Problem: Start at the line that contains "Please locate the leafy". Repeat it and each line after it, exactly, up to and including the final line of the data.

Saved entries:
BEGIN
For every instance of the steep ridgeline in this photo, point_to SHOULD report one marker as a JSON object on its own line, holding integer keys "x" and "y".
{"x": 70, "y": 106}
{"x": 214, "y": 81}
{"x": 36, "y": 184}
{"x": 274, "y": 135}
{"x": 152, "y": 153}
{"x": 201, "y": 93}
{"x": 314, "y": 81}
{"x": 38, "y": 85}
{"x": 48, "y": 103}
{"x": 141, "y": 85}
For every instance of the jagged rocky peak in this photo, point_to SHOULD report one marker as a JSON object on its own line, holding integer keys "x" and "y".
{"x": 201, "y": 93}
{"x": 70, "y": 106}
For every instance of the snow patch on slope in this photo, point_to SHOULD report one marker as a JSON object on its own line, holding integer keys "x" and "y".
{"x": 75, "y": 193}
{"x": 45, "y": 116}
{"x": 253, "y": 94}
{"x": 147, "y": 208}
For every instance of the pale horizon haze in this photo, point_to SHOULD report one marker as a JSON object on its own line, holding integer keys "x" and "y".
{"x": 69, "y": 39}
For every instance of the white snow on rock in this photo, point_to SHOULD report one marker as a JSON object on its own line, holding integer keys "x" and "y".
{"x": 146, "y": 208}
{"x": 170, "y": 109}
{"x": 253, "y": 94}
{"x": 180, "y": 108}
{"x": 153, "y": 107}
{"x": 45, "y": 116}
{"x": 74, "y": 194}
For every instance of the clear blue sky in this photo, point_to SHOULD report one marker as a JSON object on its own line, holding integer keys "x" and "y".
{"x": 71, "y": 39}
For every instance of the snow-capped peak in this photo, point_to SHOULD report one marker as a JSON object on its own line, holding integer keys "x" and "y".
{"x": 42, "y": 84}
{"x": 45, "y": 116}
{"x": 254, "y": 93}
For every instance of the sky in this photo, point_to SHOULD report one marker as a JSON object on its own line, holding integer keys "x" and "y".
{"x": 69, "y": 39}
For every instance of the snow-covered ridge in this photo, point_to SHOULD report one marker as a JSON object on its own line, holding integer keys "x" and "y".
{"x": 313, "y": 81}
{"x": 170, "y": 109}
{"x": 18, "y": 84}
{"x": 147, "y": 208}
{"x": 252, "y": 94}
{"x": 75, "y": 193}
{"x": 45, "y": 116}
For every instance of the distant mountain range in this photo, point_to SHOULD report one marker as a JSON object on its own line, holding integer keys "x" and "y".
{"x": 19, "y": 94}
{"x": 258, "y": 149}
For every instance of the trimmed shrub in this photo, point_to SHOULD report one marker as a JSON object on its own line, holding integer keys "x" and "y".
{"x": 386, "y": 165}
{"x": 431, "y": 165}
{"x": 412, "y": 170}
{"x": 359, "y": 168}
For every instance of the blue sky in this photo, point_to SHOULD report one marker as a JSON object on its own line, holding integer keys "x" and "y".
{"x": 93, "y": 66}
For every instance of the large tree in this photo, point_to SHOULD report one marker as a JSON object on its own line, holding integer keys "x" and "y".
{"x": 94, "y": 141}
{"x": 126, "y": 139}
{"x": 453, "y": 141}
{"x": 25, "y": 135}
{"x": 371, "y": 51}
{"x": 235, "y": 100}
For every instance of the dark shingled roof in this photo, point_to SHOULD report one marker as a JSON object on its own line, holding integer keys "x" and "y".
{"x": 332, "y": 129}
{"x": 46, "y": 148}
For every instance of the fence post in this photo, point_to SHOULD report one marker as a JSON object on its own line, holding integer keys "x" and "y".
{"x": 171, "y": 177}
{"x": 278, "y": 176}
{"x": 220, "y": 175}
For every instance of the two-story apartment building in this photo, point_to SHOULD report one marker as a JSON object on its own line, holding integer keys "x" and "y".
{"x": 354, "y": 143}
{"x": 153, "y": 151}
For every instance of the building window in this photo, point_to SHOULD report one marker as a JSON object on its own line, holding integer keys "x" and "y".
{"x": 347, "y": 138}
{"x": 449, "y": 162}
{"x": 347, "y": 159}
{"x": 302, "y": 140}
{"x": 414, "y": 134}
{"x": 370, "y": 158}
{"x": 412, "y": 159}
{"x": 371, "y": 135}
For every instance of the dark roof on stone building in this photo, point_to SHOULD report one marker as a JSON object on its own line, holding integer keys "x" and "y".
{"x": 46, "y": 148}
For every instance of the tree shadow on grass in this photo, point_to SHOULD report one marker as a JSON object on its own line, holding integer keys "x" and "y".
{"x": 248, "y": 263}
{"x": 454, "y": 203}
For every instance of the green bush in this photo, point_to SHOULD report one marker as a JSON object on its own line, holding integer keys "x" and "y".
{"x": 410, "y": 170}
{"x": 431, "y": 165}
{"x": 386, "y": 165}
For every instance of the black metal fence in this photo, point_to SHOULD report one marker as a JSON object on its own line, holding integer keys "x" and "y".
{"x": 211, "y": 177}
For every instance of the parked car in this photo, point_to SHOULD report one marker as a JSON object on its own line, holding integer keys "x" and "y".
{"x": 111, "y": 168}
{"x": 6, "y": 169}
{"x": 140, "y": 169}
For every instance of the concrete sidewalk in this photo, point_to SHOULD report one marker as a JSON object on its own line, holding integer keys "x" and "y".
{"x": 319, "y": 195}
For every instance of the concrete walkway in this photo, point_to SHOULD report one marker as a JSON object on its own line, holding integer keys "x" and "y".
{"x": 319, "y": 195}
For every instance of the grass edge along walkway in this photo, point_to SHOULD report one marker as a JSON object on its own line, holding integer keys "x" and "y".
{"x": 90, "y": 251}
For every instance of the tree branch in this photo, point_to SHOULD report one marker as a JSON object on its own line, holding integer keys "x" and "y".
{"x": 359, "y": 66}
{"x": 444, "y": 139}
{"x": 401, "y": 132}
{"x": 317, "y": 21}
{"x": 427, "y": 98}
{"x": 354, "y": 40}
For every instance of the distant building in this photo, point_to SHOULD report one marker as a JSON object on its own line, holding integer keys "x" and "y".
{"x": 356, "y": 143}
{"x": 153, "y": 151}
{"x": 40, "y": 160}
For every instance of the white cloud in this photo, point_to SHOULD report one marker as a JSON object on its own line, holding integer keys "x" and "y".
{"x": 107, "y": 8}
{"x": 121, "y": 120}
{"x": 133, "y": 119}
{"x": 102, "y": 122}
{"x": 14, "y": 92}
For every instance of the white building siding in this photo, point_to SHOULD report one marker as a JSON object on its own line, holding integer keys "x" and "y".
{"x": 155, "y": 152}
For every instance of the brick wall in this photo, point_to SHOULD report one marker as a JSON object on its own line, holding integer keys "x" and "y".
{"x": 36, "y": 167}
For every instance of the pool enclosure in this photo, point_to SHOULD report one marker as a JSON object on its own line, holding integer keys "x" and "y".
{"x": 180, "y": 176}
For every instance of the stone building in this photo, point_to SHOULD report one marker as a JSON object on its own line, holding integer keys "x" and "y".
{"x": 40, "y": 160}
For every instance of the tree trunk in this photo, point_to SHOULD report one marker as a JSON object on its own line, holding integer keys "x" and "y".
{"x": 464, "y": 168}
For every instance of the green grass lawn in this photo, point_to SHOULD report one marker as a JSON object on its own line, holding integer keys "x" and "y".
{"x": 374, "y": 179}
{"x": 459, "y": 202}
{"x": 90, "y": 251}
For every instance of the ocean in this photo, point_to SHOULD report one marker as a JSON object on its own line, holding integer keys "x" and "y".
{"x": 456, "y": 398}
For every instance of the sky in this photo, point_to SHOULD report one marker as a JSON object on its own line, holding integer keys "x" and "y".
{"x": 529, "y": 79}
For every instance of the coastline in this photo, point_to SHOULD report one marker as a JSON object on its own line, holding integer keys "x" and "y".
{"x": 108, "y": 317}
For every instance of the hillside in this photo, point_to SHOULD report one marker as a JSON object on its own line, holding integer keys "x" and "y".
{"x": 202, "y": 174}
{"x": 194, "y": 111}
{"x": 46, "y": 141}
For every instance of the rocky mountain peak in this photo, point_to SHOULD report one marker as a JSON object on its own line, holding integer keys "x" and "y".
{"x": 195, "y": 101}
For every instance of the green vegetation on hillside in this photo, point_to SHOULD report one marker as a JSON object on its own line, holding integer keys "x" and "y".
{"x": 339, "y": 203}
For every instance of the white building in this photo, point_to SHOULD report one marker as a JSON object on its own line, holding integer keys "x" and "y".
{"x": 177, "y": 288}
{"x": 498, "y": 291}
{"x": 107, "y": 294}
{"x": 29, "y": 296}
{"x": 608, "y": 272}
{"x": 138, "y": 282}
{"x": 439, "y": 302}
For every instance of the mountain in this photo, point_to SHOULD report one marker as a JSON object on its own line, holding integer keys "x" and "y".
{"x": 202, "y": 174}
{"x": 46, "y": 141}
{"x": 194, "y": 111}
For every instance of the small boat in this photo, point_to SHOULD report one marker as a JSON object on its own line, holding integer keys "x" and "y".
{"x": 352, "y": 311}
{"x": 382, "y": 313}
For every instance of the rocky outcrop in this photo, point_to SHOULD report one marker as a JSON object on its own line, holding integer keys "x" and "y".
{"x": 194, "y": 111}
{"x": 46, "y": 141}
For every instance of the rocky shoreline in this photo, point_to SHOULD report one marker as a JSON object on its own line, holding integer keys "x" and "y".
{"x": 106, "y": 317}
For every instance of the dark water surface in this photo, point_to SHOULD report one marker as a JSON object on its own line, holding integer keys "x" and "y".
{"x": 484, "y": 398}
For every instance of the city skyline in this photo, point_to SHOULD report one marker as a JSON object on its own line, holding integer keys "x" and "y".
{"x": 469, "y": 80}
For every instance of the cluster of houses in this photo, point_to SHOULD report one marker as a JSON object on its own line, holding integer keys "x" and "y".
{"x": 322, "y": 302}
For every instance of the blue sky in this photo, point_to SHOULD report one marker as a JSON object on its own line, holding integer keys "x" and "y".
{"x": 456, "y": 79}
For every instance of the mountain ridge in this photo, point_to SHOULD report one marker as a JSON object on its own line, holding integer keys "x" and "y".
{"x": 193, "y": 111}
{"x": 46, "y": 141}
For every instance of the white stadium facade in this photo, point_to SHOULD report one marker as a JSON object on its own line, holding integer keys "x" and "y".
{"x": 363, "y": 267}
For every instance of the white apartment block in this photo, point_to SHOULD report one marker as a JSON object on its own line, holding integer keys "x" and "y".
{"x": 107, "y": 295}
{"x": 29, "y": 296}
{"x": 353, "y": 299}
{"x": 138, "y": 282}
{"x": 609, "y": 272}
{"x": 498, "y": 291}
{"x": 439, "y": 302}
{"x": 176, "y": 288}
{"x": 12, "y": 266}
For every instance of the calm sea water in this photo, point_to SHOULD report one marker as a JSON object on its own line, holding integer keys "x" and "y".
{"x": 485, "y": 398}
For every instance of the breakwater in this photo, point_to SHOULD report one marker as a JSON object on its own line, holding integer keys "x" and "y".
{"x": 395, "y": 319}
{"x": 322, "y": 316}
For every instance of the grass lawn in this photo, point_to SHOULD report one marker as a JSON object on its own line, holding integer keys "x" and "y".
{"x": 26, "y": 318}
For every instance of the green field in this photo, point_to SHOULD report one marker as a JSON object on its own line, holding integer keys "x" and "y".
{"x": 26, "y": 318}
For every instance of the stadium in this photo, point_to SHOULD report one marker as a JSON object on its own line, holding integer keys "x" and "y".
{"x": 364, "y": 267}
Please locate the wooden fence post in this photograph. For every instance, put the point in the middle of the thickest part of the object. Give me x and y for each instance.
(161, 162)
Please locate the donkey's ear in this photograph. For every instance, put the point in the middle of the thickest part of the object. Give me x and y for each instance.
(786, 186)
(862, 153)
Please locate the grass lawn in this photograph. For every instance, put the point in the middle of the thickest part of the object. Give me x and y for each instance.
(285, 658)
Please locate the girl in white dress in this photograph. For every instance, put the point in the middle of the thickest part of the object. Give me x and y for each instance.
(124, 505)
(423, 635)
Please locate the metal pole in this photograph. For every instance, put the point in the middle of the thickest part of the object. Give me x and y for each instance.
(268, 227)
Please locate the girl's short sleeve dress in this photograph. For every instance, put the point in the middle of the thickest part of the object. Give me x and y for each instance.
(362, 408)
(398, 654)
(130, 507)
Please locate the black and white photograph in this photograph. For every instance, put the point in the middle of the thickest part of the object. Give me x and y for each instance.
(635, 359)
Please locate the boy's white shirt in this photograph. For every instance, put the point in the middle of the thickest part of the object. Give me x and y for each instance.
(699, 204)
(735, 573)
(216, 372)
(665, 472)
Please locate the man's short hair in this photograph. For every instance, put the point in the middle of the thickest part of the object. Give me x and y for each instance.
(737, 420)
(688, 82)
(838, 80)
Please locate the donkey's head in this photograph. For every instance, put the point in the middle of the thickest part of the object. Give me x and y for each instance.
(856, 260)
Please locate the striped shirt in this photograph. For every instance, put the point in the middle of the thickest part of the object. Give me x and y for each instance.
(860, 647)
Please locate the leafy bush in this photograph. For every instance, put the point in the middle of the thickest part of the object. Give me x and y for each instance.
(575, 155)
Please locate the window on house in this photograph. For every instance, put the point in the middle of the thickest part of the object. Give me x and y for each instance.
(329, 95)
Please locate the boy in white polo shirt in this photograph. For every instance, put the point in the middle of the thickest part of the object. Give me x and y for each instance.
END
Reply to the task:
Please locate the leafy bush in this photograph. For every instance, put the point in the middle of the thickest part of the object. Give me x and y for each instance.
(575, 155)
Please locate the window on house in this photograph. For every instance, put the point in the middle of the thickest part of the object. Give me x and y for each instance.
(329, 95)
Please locate the boy in white polo shirt in this photograph. For every instance, put the point in the middle of the thickest part of the object. Give me x and y for each instance.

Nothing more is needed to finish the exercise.